--- Material provided ---
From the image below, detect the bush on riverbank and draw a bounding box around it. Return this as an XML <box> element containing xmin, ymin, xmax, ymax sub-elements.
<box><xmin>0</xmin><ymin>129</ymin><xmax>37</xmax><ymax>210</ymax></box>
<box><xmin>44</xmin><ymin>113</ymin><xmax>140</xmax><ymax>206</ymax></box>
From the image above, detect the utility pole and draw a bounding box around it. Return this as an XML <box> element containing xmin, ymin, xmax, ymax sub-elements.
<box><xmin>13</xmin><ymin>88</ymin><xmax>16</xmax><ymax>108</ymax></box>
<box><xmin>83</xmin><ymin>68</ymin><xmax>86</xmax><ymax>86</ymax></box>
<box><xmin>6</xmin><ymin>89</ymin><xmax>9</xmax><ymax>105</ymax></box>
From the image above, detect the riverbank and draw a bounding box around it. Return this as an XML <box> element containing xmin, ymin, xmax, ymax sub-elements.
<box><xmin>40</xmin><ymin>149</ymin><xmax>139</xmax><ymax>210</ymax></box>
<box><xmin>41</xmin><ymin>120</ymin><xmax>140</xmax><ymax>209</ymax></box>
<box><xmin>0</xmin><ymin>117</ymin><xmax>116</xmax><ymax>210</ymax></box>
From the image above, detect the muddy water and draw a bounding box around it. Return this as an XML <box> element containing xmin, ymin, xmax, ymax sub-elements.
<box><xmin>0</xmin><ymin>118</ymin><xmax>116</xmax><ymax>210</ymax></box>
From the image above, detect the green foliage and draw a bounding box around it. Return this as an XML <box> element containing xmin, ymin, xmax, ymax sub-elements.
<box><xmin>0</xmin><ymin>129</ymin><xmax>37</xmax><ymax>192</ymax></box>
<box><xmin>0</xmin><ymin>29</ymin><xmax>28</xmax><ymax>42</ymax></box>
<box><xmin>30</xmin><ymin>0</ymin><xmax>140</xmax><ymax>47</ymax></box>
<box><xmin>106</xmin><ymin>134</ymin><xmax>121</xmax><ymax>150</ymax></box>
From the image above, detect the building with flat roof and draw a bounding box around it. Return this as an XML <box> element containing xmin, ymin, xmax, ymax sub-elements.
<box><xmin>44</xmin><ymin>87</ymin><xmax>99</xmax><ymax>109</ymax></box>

--

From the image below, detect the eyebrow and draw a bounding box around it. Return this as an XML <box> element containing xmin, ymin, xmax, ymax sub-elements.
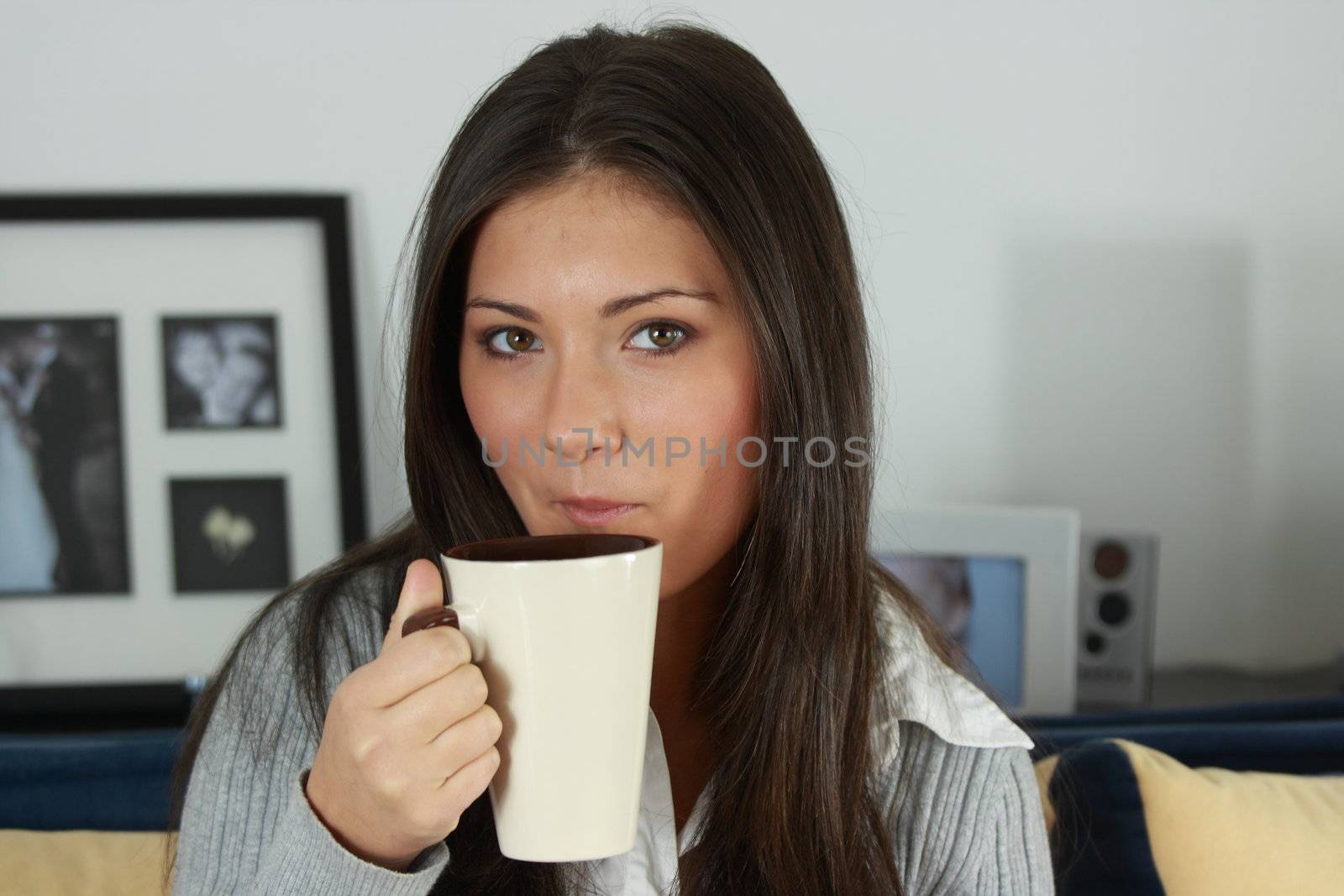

==

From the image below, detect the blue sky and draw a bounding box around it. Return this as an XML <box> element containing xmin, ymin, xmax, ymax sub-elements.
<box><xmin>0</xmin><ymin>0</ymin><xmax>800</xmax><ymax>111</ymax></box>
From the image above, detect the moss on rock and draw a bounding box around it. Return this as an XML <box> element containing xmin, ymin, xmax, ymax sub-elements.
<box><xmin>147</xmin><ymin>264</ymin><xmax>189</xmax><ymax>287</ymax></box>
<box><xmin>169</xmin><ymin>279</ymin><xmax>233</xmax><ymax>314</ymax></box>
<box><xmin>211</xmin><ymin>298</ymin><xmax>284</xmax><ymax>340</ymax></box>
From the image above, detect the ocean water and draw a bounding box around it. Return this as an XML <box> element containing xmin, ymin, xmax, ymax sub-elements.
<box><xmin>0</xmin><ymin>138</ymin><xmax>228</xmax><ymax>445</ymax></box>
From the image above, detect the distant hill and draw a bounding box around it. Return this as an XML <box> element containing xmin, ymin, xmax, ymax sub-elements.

--- What is required ---
Return each line of the data above that contains the word "water", treating uppercase and lowercase as different.

--- Output for this task ---
From the image above, detect the muddy water and draw a bounding box around it. Return this as an XML <box> element containing xmin, ymin, xmax, ymax sub-elements.
From the image above, detect the ocean water and draw a bounding box around it. Return this as an XML <box> element containing xmin, ymin, xmax, ymax sub-elements.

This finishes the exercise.